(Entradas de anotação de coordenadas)

= = = =

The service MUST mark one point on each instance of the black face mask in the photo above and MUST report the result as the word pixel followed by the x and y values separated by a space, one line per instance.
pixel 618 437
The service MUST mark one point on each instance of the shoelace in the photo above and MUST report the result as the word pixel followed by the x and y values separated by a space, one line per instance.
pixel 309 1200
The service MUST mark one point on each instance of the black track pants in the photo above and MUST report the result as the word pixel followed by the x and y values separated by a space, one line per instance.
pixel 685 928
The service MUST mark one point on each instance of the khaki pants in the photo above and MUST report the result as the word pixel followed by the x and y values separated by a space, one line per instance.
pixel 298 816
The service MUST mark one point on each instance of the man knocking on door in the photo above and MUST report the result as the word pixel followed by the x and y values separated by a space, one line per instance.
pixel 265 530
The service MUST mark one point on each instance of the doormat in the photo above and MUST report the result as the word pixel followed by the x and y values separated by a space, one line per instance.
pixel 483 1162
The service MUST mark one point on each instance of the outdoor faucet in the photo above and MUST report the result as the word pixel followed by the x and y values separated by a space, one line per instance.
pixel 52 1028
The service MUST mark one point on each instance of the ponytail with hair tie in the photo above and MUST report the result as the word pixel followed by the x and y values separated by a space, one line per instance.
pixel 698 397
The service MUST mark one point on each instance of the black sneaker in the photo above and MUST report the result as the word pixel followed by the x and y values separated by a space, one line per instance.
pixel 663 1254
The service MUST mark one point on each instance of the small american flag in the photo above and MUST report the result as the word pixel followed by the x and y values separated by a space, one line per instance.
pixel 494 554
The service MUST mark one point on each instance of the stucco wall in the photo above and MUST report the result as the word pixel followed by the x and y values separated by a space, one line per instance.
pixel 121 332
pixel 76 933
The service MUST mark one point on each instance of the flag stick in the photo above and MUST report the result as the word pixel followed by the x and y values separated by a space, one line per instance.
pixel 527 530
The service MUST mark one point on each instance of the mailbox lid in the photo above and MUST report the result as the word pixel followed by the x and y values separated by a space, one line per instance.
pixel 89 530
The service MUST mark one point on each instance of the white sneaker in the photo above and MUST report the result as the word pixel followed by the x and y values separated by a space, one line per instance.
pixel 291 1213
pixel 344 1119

= = = =

▸ Descrição da tarefa
Devolva todas as linhas acima, do começo ao fim, sem alterar uma única letra, número ou espaço.

▸ Resultado final
The service MUST mark one point on each instance of the black face mask in the photo above and MUST report the result as the word pixel followed by the x and y values separated by a space, one line per instance.
pixel 618 437
The service MUST mark one point on each instance of the shoelace in the photo above and MUST report the result as the word pixel followed by the x and y values separated by a space, one line per instance.
pixel 309 1200
The service MUST mark one point on each instance of the black track pants in the photo above and MUST report the result as the word pixel followed by the x and y values separated by a space, one line per instance.
pixel 685 928
The service MUST mark one point on each instance of the khaki pants in the photo above and MUST report the result as the word pixel followed by the x and y values separated by a space, one line per instance.
pixel 298 816
The service MUST mark one point on each instance of the man knocking on door in the photo above and MUST report the result as the word pixel followed by the x and y values separated by a space, one line per instance.
pixel 265 530
The service MUST mark one point on each instance of the doormat in the photo above and MUST report the result as the word pixel followed by the x and y values separated by a space, one line per instance.
pixel 483 1162
The service MUST mark one point on each instance of the outdoor faucet in the photo above and MUST report the result as the word pixel followed by the x and y values separated by a space, one line per instance.
pixel 52 1028
The service MUST mark one point on each instance of the ponytail with hair tie in the photo above and MUST report the result as the word pixel followed by the x and y values separated by a space, one line per instance.
pixel 698 397
The service MUST mark one point on each instance of the black sneaker in the photo above and MUST report the result as the word pixel followed by the x and y values separated by a space, one line per instance.
pixel 663 1254
The service MUST mark one point on each instance of the small american flag in the photo above and MUST report the result as the word pixel followed by the x and y values separated by a space, one line per instance.
pixel 494 554
The service MUST mark one point on each instance of the stucco wall in the photo above and MUST report the result as the word pixel followed by the x and y values separated by a space, one line per instance.
pixel 121 332
pixel 76 933
The service MUST mark one point on each instance of the flag stick in the photo above and MUST report the result as the word pixel followed by the x and y values separated by a space, one line per instance.
pixel 527 530
The service MUST mark one point on each instance of the mailbox lid in the photo above and MUST report the result as the word pixel followed by the x and y values separated by a space, one line per instance.
pixel 89 530
The service MUST mark one point on each instance of the white sneaker in the photo above and MUST report the result as the word pixel followed by the x and y values separated by a space, one line per instance.
pixel 291 1213
pixel 344 1119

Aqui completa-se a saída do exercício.